Extrait:

La chorégraphe Mathilde Monnier revient dans la cour d’Honneur trois ans après la Place du singe et Frère et soeur, présentés dans l’édition 2005 du Festival d’Avignon qui fit couler beaucoup d’encre (1). Cette fois, elle propose 2008 vallée, un spectacle conçu à quatre mains avec le chanteur Philippe Katerine. Elle nous en parle.
La cour d’Honneur est-elle toujours aussi intimidante ?
Mathilde Monnier. Oui, elle l’est. Il s’agit pour moi d’une entreprise de réappropriation que j’effectue en compagnie de Philippe Katerine. C’est une manière de revenir à quelque chose d’assez joyeux et surtout de réhabiliter, à mes yeux, un espace. Lors de la création de Frère et soeur ici même, en 2005, la réception du spectacle fut violente. Cette année-là, Jan Fabre était l’artiste invité. Les spectateurs étaient très critiques sur les pièces présentées. J’ai senti un refus de la danse dans les espaces d’ordinaire dévolus au théâtre. Ce fut une période agitée et j’en ai fait les frais. Il y avait certes un climat d’excitation car les gens ont manifesté une vraie curiosité pour les oeuvres présentées. Il y a eu un débat sur les formes contemporaines et en même temps il y avait ce questionnement sur la légitimité de présenter un spectacle de danse dans la cour. Je ne sais pas si ce qui s’est passé a été bénéfique. Pour ma part, ce fut éprouvant. Il y a eu beaucoup d’émotions négatives envers mon travail et j’ai été bouleversée. J’ai mis plusieurs années à m’en remettre. Et puis il y a eu un rebondissement assez fou lorsque j’ai rencontré le chanteur Philippe Katerine en septembre de cette année-là. Dès cette période nous avons commencé à travailler ensemble. Il m’a redonné confiance en moi. Il a su me rassurer sur mes choix artistiques.

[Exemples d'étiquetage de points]
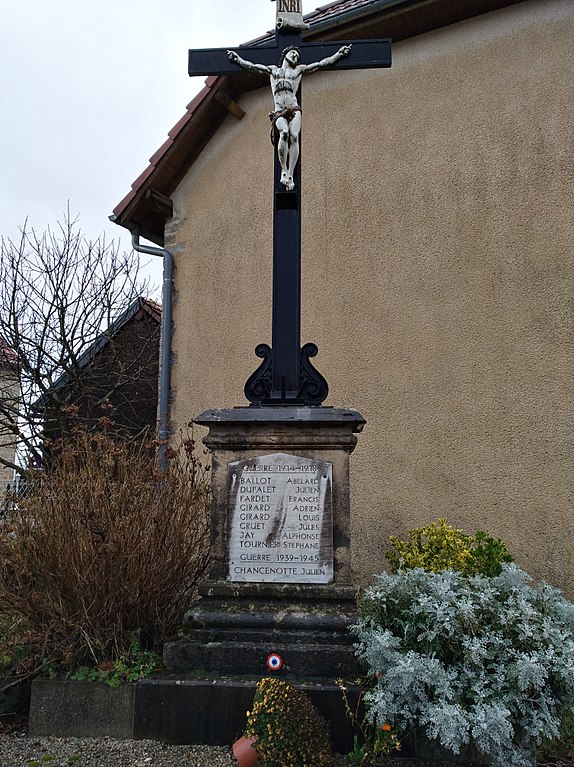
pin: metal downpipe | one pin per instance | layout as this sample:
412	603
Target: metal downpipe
166	319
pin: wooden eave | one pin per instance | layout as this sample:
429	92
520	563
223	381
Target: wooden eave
148	206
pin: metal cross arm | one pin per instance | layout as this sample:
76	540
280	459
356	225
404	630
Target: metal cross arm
286	375
365	54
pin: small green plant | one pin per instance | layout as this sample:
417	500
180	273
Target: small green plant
438	546
130	667
375	741
287	728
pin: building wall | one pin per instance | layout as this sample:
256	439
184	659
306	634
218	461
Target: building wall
437	277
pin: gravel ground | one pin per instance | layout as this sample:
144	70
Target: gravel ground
18	750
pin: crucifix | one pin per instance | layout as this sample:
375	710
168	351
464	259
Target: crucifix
286	375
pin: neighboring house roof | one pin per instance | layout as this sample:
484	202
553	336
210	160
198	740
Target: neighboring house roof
147	206
8	357
135	310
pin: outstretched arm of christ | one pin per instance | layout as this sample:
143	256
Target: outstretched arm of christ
249	66
344	50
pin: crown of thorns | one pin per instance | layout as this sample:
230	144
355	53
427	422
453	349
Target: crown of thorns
285	51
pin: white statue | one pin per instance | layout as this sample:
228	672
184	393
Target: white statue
286	118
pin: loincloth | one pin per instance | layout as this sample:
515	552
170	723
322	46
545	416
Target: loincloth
288	114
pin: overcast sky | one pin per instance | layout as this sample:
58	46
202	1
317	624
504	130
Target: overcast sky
88	92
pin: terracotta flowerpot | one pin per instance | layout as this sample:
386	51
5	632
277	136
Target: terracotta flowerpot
244	751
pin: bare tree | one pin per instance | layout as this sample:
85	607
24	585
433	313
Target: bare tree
60	295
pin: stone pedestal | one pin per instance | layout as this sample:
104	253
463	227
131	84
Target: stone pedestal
280	574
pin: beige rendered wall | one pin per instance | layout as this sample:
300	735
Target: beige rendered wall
437	278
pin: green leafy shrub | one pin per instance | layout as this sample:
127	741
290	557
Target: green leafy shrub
375	741
104	550
136	664
438	546
485	662
287	728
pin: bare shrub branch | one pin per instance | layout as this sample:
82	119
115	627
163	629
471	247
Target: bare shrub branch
106	546
58	293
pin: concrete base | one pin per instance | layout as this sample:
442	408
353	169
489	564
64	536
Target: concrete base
168	709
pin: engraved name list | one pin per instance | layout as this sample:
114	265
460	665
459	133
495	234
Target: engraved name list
281	520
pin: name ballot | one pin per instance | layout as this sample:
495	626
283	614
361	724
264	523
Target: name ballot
281	528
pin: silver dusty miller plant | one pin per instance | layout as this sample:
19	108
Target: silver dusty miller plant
479	661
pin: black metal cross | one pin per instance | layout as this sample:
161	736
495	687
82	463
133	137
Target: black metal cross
286	375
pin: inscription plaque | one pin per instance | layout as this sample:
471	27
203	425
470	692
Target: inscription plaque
281	527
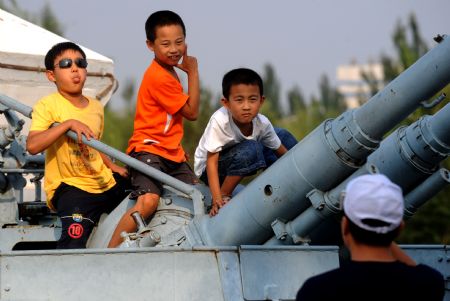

Consigne: Prolongez l'entretien avec Mathilde Monnier à la suite de sa dernière phrase.

Réponse:
Hier vous avez travaillé avec Christine Angot qui écrit. Aujourd’hui c’est avec Philippe Katerine qui chante. Vous appréciez le mélange des genres…
Mathilde Monnier. 2008 vallée est une pièce un peu extrapolée où chacun de nous est hors de soi, hors de sa propre pratique. Philippe et moi nous projetons comme des satellites dans l’univers de l’autre. On s’envoie en l’air dans plusieurs espaces. Je chante et lui danse. Nous avançons tous les deux sur un terrain inconnu avec pas mal de fragilité. Je ne voulais surtout pas apprendre à Philippe une technique pour se mouvoir. Il m’a avoué qu’il aimait danser d’une certaine manière sous sa douche. Cette danse, quand je l’ai vue, je l’ai trouvée intéressante. Cela dit, j’ai mis du temps à lui faire confiance. Dans cette manière de bouger, il met sa fantaisie, sa façon de dessiner, ses fantasmes, ses rêves mais aussi ses cauchemars et ses obsessions.
(1) 2008 vallée de Mathilde Monnier et Philippe Katerine, ce sera dans la cour d’Honneur du palais
des Papes, les 24, 25
et 26 juillet à 22 heures.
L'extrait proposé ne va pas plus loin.